CHALLENGE
Please pick out and copy every line in the material below that contains the string "grass". Case counts.

Source material
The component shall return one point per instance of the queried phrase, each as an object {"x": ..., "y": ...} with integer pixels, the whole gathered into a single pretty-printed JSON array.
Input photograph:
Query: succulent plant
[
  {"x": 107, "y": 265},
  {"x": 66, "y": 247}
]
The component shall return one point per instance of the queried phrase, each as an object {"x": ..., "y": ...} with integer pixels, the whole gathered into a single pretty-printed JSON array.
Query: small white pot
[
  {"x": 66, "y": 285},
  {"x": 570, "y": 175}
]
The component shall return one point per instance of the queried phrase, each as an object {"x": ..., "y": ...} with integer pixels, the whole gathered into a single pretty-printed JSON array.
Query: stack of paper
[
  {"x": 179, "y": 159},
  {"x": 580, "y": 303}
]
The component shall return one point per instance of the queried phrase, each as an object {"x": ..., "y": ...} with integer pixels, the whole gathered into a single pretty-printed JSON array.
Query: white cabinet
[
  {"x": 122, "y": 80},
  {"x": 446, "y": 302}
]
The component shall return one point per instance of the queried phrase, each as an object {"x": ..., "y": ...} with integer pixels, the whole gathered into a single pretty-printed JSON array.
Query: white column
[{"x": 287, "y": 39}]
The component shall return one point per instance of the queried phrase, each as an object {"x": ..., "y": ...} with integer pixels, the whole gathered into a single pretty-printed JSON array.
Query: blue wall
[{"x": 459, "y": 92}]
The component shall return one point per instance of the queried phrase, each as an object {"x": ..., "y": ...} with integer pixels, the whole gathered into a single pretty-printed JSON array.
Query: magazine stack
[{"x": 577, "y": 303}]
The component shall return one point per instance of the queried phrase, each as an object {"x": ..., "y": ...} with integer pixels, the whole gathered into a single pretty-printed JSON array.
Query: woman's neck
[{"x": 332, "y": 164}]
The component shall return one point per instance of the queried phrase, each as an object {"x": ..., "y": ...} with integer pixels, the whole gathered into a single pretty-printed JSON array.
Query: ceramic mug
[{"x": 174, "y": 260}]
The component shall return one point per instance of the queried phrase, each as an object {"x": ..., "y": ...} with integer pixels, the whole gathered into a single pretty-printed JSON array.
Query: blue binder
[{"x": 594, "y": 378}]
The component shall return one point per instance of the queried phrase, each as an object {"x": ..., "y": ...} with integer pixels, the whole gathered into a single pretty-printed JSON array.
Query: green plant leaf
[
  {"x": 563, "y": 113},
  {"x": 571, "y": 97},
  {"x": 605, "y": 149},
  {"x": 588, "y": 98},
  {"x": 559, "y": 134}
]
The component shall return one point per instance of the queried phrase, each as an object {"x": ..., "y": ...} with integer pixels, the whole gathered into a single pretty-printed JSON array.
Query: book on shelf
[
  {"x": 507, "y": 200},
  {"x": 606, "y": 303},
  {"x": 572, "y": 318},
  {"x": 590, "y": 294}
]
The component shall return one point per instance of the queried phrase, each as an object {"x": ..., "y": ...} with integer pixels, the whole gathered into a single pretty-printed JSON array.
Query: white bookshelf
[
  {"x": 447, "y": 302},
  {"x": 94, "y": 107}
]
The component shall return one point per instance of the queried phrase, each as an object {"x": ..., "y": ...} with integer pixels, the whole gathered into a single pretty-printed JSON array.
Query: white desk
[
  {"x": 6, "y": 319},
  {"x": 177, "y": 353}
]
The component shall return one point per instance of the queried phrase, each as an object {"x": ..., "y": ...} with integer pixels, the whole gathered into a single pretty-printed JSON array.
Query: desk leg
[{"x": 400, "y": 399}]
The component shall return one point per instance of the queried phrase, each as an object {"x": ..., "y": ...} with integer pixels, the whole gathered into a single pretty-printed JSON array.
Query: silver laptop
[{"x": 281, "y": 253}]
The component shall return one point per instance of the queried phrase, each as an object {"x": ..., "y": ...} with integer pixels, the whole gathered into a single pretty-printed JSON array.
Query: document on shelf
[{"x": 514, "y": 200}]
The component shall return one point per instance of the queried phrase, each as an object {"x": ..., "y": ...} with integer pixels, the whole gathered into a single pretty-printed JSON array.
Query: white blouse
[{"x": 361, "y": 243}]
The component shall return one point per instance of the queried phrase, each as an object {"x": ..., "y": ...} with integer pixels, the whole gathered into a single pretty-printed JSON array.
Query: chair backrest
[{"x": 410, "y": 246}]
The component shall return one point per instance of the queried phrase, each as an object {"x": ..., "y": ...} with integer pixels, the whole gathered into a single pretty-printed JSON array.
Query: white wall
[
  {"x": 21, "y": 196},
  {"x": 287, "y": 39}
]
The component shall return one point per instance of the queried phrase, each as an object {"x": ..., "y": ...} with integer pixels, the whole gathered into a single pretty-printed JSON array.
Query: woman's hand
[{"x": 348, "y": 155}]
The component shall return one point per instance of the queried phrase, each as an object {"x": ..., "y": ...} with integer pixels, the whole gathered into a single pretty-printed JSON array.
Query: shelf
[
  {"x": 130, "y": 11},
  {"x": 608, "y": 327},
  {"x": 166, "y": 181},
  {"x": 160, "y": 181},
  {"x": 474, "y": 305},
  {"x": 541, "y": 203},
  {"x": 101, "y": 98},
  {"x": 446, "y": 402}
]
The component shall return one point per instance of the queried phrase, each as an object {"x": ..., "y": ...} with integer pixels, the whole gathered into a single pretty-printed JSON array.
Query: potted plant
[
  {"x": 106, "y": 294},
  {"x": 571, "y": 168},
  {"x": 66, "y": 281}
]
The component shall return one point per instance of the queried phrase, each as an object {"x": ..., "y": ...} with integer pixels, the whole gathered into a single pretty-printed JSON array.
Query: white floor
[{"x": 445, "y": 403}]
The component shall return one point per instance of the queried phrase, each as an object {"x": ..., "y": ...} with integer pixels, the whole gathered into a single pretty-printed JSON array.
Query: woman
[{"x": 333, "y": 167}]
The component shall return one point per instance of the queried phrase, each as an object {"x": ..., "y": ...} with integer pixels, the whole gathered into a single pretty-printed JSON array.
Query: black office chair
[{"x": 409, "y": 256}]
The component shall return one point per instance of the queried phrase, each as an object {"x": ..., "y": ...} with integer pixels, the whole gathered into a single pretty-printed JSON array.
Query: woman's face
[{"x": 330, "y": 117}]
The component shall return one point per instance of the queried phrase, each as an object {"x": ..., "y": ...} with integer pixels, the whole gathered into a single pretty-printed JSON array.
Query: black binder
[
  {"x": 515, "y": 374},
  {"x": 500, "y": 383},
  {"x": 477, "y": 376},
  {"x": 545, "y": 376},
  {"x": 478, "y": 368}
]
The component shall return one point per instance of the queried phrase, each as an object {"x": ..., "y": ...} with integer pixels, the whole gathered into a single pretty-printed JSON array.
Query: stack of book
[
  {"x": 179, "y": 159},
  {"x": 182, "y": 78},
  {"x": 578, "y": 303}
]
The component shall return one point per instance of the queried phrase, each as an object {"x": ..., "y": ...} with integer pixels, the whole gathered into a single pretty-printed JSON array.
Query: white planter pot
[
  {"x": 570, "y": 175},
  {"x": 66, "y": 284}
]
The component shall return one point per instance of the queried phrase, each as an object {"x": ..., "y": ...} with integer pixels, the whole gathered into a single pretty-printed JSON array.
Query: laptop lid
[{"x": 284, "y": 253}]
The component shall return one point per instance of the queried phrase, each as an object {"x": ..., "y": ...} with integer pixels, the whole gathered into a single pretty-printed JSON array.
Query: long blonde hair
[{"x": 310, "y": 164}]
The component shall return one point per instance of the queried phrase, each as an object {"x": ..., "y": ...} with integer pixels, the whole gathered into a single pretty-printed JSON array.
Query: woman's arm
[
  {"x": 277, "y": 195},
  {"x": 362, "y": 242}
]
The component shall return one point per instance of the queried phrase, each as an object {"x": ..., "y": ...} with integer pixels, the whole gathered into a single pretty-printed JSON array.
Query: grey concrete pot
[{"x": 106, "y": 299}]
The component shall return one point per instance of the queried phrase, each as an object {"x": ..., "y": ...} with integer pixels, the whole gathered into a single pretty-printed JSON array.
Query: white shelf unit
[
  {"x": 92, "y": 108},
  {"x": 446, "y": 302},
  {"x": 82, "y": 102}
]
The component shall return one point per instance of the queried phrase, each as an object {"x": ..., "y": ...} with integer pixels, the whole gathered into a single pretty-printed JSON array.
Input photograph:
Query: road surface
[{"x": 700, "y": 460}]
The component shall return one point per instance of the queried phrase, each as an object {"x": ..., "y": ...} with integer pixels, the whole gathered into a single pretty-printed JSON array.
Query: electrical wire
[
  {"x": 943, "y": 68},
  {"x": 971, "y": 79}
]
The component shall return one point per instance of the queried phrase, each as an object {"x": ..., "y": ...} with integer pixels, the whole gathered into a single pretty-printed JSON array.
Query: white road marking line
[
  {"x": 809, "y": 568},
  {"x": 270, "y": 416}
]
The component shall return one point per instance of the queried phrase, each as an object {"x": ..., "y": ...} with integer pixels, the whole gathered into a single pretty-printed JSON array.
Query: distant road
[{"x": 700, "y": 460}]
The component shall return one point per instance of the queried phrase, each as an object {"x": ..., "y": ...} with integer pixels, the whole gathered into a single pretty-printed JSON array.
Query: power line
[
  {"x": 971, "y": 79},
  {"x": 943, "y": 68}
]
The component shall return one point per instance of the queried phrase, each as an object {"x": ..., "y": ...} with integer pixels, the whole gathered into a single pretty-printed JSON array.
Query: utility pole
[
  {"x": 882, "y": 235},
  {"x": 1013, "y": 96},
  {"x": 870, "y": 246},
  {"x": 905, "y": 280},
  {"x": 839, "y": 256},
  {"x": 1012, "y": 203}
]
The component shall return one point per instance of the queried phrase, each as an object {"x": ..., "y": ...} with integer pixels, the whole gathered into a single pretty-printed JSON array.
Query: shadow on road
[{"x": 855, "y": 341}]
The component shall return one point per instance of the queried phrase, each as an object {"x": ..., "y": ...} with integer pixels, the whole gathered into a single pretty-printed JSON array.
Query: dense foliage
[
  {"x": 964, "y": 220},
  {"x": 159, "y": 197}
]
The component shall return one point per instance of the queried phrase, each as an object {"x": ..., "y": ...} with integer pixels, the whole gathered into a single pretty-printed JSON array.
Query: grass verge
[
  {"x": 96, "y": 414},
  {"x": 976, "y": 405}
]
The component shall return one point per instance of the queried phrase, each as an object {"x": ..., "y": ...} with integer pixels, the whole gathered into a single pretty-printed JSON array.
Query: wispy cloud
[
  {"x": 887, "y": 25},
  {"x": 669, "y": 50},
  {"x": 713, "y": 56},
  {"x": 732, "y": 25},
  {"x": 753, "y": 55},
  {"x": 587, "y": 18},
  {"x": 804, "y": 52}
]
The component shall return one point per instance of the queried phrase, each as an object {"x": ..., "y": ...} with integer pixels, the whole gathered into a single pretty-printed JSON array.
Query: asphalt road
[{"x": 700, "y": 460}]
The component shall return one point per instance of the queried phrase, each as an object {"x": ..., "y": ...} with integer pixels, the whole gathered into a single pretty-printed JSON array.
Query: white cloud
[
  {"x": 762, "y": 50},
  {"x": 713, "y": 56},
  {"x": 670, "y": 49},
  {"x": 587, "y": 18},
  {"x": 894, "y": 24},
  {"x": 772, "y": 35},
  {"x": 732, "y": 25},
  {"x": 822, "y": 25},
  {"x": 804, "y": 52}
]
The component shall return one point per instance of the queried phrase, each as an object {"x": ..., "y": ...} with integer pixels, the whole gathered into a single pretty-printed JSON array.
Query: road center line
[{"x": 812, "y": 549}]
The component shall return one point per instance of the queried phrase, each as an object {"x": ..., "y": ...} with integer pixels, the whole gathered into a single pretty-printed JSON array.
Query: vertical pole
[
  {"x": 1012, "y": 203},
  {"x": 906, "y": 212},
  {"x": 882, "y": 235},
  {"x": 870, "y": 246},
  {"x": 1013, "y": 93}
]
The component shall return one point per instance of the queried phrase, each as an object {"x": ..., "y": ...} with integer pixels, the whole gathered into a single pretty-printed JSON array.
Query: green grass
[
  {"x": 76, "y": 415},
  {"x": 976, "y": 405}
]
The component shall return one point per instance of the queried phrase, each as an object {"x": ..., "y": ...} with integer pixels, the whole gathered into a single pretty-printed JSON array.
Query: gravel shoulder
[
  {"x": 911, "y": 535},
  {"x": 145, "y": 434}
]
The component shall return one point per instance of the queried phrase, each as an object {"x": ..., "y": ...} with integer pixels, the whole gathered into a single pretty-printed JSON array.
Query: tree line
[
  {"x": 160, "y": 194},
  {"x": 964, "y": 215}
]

TASK SOLUTION
Query: grass verge
Query: green grass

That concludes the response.